SUPPLIED MATERIAL START

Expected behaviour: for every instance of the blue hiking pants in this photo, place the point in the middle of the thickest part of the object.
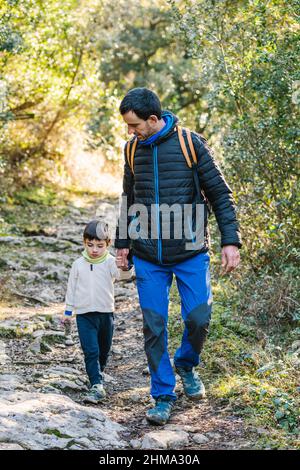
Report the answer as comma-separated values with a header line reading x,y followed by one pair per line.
x,y
153,284
95,332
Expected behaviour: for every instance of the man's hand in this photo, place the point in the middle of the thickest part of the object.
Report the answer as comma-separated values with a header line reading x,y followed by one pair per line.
x,y
230,258
122,261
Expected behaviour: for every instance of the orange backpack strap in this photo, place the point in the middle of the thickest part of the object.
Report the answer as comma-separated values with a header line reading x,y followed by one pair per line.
x,y
190,145
130,151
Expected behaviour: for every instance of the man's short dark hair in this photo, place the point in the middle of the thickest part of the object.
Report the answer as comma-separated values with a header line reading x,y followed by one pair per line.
x,y
142,102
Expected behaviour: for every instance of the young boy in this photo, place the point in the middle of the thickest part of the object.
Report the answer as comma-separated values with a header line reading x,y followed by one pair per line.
x,y
90,293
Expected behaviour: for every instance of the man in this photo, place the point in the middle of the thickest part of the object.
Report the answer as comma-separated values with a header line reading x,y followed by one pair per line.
x,y
157,174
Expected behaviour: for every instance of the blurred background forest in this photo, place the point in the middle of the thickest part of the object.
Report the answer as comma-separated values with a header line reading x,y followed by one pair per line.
x,y
228,69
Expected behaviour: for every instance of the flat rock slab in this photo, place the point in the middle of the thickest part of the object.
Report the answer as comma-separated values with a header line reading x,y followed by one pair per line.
x,y
50,421
165,440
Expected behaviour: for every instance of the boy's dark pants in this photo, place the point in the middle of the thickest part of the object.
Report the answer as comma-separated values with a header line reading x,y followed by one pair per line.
x,y
95,331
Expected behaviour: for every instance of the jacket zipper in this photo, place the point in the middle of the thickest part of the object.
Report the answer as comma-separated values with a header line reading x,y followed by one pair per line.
x,y
159,243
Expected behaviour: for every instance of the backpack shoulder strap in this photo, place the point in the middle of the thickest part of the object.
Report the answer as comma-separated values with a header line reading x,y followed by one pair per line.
x,y
190,145
130,151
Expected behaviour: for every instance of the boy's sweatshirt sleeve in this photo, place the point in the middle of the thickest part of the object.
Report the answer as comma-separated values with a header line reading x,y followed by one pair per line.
x,y
70,295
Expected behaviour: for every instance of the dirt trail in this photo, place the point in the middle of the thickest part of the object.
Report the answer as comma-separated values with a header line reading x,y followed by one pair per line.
x,y
35,362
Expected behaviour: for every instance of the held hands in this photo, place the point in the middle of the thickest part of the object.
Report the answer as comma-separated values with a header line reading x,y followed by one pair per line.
x,y
230,258
121,258
66,318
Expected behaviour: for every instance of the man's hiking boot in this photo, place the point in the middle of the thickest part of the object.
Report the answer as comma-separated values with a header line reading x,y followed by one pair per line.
x,y
96,394
160,414
192,384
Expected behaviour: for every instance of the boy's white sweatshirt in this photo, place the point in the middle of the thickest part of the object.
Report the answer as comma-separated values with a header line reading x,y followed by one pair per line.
x,y
91,286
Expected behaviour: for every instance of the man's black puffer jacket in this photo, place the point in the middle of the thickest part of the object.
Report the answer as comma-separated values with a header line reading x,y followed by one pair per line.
x,y
162,176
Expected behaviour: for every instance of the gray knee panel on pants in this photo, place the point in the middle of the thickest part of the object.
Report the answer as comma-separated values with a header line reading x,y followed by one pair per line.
x,y
153,327
197,324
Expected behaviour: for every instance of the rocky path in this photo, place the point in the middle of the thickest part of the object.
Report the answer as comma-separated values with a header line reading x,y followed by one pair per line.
x,y
42,379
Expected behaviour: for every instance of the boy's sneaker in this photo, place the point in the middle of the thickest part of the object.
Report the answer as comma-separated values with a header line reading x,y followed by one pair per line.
x,y
160,414
192,384
96,394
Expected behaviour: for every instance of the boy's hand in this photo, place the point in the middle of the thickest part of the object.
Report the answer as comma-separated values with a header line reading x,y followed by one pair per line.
x,y
67,318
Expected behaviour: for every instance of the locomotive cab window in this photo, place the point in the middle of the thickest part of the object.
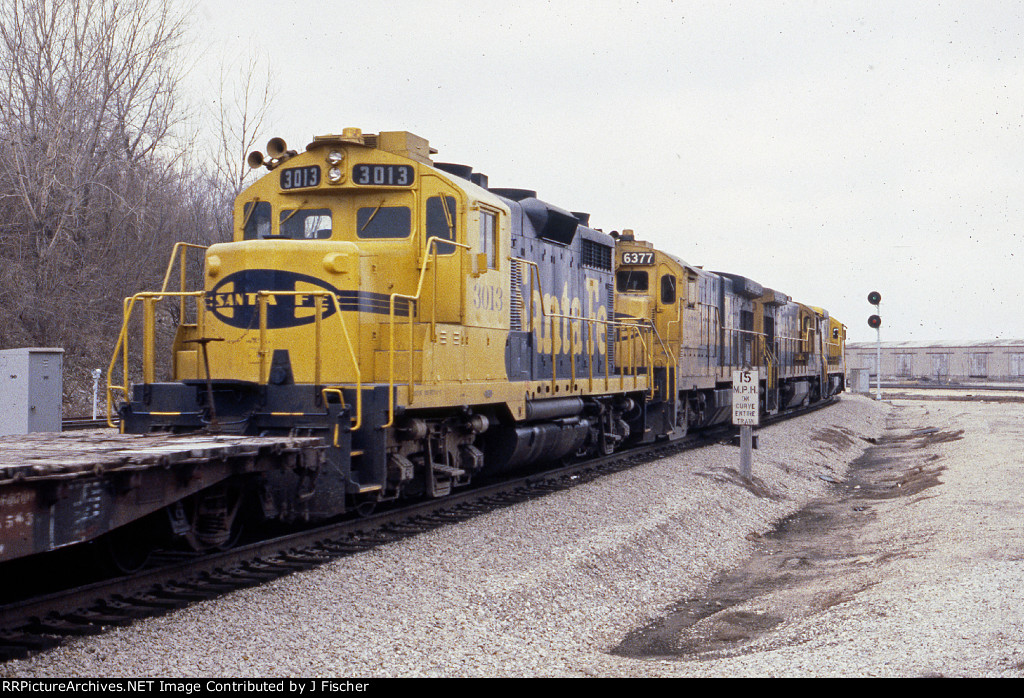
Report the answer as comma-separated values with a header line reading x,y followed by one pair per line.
x,y
383,221
442,222
668,290
256,221
305,223
488,240
631,280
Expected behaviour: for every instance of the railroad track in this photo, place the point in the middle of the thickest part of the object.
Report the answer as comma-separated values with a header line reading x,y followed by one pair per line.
x,y
172,580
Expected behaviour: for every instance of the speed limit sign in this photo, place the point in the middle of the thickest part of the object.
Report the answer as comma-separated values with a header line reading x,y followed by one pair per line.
x,y
744,398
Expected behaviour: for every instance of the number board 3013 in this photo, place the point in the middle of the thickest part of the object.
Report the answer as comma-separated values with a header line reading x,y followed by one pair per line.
x,y
638,258
383,175
299,177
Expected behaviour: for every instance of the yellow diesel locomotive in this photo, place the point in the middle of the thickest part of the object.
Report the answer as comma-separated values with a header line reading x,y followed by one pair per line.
x,y
430,330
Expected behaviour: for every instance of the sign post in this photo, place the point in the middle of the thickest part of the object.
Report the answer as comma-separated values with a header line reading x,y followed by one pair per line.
x,y
745,413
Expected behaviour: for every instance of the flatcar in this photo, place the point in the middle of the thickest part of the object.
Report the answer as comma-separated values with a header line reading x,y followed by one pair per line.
x,y
413,330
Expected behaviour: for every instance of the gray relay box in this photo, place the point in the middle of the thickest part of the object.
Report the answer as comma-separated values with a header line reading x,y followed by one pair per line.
x,y
31,390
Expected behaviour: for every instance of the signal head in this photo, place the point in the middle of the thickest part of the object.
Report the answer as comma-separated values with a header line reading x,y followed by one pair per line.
x,y
255,160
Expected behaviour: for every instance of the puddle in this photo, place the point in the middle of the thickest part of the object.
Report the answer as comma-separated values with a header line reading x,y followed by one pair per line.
x,y
811,561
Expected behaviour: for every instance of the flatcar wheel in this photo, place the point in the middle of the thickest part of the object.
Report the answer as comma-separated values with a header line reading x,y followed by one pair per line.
x,y
215,520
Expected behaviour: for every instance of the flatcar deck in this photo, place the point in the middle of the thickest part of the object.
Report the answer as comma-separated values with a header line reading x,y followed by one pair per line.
x,y
62,488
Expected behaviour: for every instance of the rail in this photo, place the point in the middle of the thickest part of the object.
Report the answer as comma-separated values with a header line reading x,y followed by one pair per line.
x,y
430,254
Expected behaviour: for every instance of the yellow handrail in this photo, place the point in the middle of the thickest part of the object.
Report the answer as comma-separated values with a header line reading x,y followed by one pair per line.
x,y
431,249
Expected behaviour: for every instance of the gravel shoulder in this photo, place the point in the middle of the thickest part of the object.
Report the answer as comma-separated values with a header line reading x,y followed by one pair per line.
x,y
922,582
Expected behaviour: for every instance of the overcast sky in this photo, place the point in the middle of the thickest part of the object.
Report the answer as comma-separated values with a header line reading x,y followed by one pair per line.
x,y
825,149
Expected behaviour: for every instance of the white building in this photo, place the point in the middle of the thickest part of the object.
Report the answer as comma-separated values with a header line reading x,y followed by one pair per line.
x,y
997,360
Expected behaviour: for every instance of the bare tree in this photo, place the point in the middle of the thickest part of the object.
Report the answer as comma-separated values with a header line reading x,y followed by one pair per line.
x,y
89,160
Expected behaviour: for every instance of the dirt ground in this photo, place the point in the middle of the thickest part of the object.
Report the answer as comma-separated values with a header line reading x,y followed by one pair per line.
x,y
913,566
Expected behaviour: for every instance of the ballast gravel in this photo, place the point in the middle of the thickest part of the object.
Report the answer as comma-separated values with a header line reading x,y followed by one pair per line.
x,y
550,586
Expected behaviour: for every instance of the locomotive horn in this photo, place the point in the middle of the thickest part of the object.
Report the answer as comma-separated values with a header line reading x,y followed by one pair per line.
x,y
255,160
275,147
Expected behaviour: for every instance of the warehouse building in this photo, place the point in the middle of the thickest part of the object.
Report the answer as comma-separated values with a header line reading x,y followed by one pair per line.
x,y
992,360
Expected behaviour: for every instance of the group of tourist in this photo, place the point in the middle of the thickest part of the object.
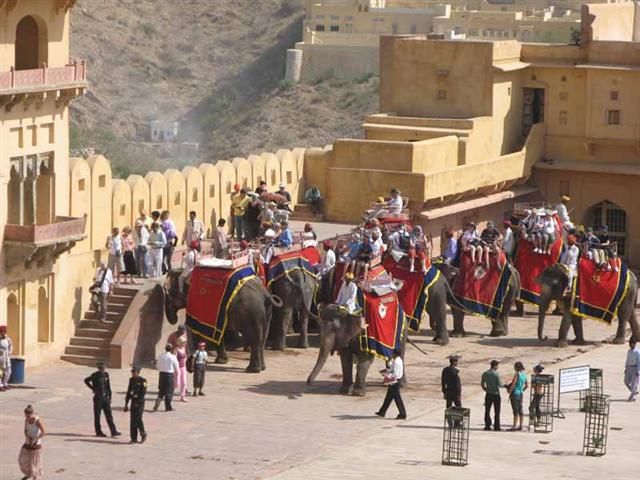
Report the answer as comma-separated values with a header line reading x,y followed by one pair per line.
x,y
538,226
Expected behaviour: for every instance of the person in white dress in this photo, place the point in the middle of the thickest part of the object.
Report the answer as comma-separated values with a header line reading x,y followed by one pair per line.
x,y
395,203
189,262
632,369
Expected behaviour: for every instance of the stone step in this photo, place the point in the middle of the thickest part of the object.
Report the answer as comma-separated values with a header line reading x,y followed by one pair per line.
x,y
83,359
111,316
102,351
90,323
90,341
94,333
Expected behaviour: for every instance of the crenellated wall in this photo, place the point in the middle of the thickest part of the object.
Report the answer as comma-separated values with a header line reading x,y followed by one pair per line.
x,y
109,202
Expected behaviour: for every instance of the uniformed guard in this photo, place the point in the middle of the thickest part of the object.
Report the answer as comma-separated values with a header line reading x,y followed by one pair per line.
x,y
99,383
136,391
451,385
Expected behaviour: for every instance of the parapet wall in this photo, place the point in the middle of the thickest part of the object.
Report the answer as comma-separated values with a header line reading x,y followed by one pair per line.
x,y
110,202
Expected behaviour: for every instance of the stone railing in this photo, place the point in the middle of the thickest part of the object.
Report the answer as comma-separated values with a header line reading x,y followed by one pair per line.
x,y
63,229
20,79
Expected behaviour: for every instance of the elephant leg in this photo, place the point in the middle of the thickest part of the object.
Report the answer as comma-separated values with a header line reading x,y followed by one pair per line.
x,y
346,361
221,357
577,322
519,312
362,369
565,324
303,341
458,323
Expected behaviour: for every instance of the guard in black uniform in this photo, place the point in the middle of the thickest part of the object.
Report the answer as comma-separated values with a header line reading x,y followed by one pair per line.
x,y
99,383
136,391
451,385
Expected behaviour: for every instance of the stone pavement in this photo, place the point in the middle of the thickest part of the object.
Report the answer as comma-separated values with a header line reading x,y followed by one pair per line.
x,y
273,425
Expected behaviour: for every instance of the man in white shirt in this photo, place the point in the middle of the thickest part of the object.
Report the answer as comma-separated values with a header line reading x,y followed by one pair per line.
x,y
392,375
140,236
570,259
632,369
101,289
167,365
395,203
563,212
189,262
194,230
508,241
329,261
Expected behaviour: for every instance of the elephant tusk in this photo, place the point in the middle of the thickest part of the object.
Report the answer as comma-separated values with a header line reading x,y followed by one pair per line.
x,y
276,301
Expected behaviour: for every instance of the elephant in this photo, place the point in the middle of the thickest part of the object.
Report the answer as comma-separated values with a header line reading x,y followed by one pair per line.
x,y
499,326
339,332
249,313
554,282
439,295
297,290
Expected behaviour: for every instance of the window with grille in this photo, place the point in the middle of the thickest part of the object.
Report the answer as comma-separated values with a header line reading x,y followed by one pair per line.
x,y
613,117
615,218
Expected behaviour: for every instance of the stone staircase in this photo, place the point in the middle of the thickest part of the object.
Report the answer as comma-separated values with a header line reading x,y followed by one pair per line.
x,y
303,213
90,344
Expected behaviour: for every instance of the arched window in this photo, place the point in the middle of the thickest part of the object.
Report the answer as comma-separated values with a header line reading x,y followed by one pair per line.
x,y
31,44
13,323
615,218
43,315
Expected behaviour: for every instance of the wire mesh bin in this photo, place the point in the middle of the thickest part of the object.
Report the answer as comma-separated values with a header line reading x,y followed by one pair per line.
x,y
541,407
595,386
455,442
596,425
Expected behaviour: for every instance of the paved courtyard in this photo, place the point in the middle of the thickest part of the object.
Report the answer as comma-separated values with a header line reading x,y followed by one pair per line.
x,y
272,425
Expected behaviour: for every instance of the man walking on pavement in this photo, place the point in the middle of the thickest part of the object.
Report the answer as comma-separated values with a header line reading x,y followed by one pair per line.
x,y
168,367
491,384
632,369
451,385
99,383
136,391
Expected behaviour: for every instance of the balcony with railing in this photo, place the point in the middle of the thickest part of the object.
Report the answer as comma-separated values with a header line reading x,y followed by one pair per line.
x,y
17,85
25,244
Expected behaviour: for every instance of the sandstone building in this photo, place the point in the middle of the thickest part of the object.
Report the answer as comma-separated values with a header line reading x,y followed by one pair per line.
x,y
341,37
469,127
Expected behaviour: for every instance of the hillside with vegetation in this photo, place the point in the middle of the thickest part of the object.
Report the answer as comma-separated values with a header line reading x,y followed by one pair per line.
x,y
215,66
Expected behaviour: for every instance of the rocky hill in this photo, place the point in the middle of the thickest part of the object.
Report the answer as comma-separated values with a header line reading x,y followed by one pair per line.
x,y
216,66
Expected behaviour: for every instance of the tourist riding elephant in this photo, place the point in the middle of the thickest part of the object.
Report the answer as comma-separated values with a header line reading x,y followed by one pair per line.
x,y
249,313
554,282
499,326
339,332
297,290
439,295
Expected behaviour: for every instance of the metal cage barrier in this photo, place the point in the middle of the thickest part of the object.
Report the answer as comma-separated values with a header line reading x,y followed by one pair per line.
x,y
595,386
596,425
455,442
541,406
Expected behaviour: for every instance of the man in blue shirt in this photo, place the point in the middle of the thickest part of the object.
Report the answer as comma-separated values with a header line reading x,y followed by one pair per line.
x,y
285,239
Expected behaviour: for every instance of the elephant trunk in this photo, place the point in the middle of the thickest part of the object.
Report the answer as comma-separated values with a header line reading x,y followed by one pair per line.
x,y
323,354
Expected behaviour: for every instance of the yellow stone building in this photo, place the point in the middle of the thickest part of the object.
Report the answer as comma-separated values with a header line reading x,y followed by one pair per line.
x,y
468,128
56,212
341,37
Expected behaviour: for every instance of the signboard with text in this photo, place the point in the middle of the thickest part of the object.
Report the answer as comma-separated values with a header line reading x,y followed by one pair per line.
x,y
574,379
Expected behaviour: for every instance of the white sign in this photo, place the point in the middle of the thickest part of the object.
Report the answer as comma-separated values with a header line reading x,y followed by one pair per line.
x,y
574,379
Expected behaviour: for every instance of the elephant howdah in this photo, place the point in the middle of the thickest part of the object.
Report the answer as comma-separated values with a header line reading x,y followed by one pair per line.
x,y
554,282
248,312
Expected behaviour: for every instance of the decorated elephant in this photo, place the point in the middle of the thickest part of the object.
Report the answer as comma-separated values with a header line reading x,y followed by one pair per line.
x,y
249,313
340,332
554,282
297,290
500,324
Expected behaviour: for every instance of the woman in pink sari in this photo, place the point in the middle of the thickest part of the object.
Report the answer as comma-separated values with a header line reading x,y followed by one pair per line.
x,y
182,353
30,458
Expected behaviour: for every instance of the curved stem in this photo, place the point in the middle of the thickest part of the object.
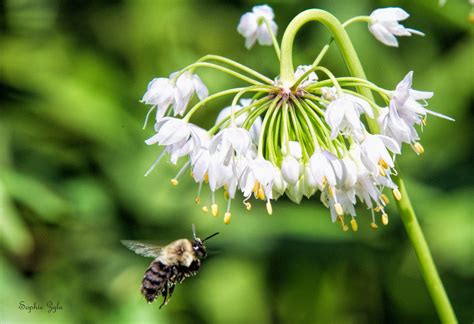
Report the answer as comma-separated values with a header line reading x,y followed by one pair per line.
x,y
407,214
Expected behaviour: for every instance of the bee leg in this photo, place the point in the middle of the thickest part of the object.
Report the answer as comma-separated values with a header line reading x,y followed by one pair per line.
x,y
165,296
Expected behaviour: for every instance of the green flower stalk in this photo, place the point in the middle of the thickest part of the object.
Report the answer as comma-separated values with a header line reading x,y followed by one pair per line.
x,y
306,133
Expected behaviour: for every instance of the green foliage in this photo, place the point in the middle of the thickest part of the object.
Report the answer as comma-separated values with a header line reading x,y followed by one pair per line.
x,y
72,160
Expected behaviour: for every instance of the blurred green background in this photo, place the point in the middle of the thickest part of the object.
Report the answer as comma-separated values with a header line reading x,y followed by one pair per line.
x,y
72,160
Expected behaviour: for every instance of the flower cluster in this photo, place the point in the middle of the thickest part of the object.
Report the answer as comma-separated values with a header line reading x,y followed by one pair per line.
x,y
310,137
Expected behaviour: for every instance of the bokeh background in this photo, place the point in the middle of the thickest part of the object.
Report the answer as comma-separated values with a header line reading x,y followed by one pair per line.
x,y
72,160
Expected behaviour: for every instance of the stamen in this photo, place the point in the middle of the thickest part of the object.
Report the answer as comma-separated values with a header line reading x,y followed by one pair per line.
x,y
385,199
261,193
354,224
269,207
418,148
373,225
174,181
397,194
197,200
155,162
227,216
214,210
338,209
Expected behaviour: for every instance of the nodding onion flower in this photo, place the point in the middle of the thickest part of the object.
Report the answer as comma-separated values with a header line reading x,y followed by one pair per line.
x,y
308,137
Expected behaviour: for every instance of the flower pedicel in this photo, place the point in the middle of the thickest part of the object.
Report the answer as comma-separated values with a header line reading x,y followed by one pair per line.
x,y
302,136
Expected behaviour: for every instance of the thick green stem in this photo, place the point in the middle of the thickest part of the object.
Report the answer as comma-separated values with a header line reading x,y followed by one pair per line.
x,y
407,214
425,260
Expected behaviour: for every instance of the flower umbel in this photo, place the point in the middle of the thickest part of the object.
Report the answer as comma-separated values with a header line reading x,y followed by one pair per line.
x,y
303,136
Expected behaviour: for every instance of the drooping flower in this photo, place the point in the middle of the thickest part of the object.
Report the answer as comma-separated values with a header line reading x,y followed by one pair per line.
x,y
176,92
375,153
385,27
252,26
343,115
398,120
290,166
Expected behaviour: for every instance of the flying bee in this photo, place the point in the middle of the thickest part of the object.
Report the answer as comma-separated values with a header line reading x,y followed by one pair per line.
x,y
172,264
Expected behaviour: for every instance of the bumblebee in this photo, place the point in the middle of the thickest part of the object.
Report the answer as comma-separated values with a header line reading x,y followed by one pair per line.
x,y
172,264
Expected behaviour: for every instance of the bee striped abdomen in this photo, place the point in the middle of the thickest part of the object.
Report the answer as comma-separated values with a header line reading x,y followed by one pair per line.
x,y
155,280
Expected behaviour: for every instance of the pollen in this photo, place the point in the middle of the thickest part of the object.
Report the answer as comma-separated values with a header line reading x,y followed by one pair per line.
x,y
354,225
261,193
383,164
385,199
214,210
227,216
418,148
269,207
174,182
397,194
338,209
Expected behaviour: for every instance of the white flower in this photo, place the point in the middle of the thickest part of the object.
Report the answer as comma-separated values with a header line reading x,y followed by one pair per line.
x,y
187,84
164,92
398,120
258,175
375,155
384,25
310,78
322,165
279,185
253,27
290,166
239,120
343,115
229,142
170,131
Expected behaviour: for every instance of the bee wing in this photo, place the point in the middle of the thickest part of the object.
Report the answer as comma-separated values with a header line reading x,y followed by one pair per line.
x,y
144,249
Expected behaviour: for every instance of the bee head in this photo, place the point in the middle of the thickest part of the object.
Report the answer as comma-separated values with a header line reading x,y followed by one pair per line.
x,y
199,248
198,245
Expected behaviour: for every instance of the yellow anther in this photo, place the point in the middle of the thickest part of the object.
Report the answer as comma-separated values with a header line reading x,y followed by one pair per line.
x,y
338,209
261,193
397,194
385,199
383,164
174,182
255,187
330,192
354,225
248,205
419,149
382,171
269,207
214,210
227,218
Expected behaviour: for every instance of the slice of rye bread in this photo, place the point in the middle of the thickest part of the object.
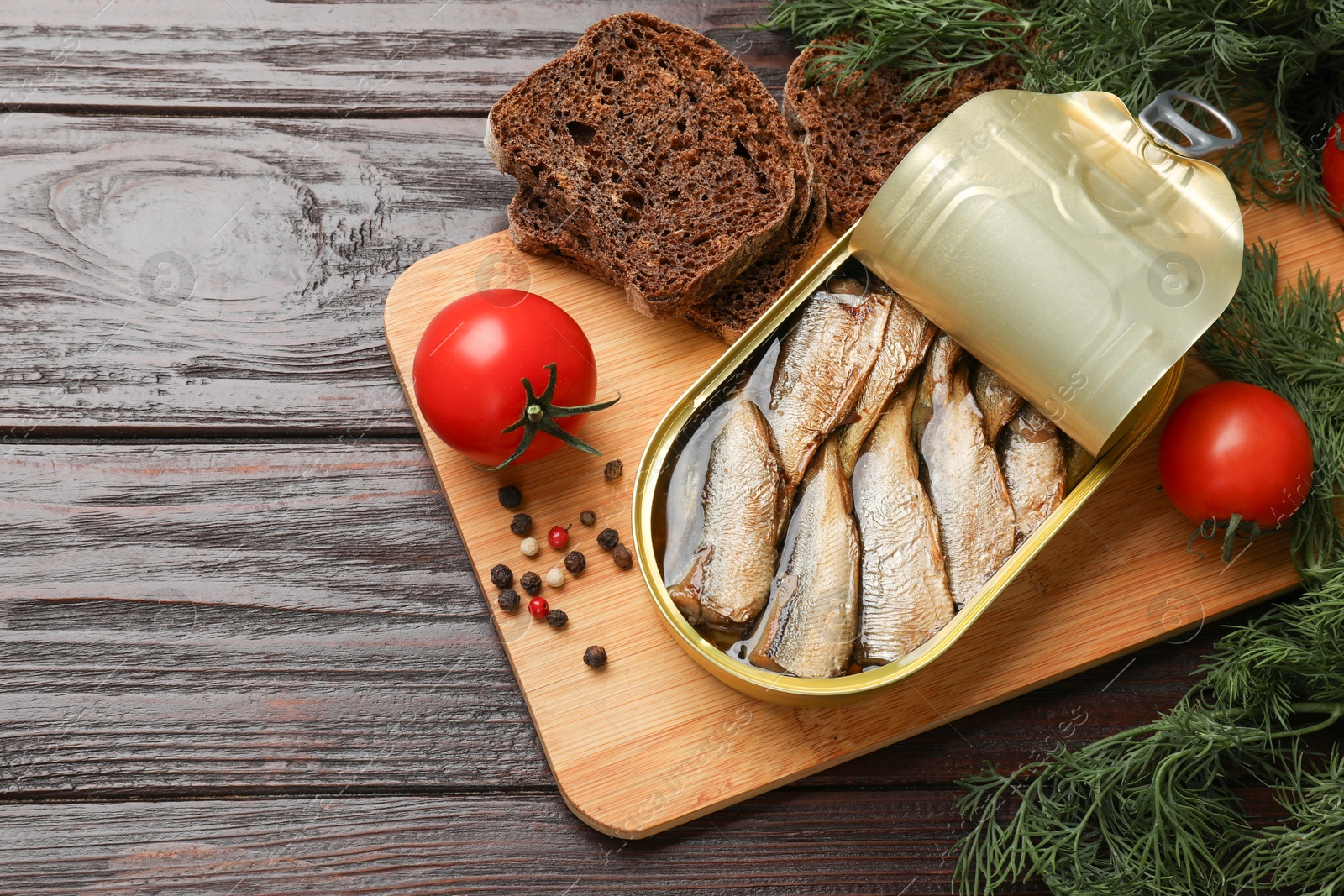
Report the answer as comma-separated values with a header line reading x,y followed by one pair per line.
x,y
857,139
669,161
734,308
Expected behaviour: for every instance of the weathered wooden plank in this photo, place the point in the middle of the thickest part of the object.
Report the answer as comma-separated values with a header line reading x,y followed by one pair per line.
x,y
239,617
221,273
430,56
783,844
257,618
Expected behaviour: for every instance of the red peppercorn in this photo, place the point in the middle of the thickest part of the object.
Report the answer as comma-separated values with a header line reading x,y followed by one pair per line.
x,y
558,537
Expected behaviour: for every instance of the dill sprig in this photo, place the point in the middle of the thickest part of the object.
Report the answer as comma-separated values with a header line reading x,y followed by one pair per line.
x,y
1155,810
1281,56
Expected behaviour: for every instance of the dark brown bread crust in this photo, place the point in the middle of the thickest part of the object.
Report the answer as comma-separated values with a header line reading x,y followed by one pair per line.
x,y
857,139
665,159
734,308
732,311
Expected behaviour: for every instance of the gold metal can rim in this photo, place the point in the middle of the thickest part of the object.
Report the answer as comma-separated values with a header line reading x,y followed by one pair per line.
x,y
811,692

SUPPLIED MATERIAL END

*ABOUT THIS EXERCISE*. Give exactly those lines of the listing that run from its first line through the line with "Expected behaviour: for every instance of the blurred background", leaving each picture out.

*OUTPUT FOR THIS TASK*.
Expected behaviour: for every instance of the blue hiking pants in this photo, place the point in the middle of the thickest part of the object.
Report the answer as comma-separated values with a header line reading x,y followed by one pair per line.
x,y
153,284
95,332
Expected behaviour: for every instance of the man's hand in this photo, place the point in the middle of the thickest part of the object.
Report the answer as comma-separated values with a header line reading x,y followed by one pair per line.
x,y
230,258
122,261
Expected behaviour: for every instance of the orange backpack strap in this photo, place the point in the middle of the thickest part of the object.
Report the answer as comma-separated values with a header line reading x,y followed by one pair per line.
x,y
190,145
130,151
Expected behaviour: for every instance of the man's short dark hair in this photo, place the point in the middle of the thickest part of the object.
Report the answer as comma-separated values with a header line reading x,y followed by one pair per line.
x,y
142,102
Expected behaviour: for every instance of the young boy in this photo, place the point in the middle of the thickest part of the object.
Report the answer as comma-separated values with a header line reading x,y followed by one pair per line.
x,y
90,293
Expected behaviour: for every instance of the man in this photo, place the point in the middle of the thickest part of the object.
Report the answer as comma-separated values with a header line reading x,y followed by one pair per line.
x,y
157,174
Expected behaviour: for every instance of the blurred background forest in this photo, place the point in the middle of the thickest part of the object.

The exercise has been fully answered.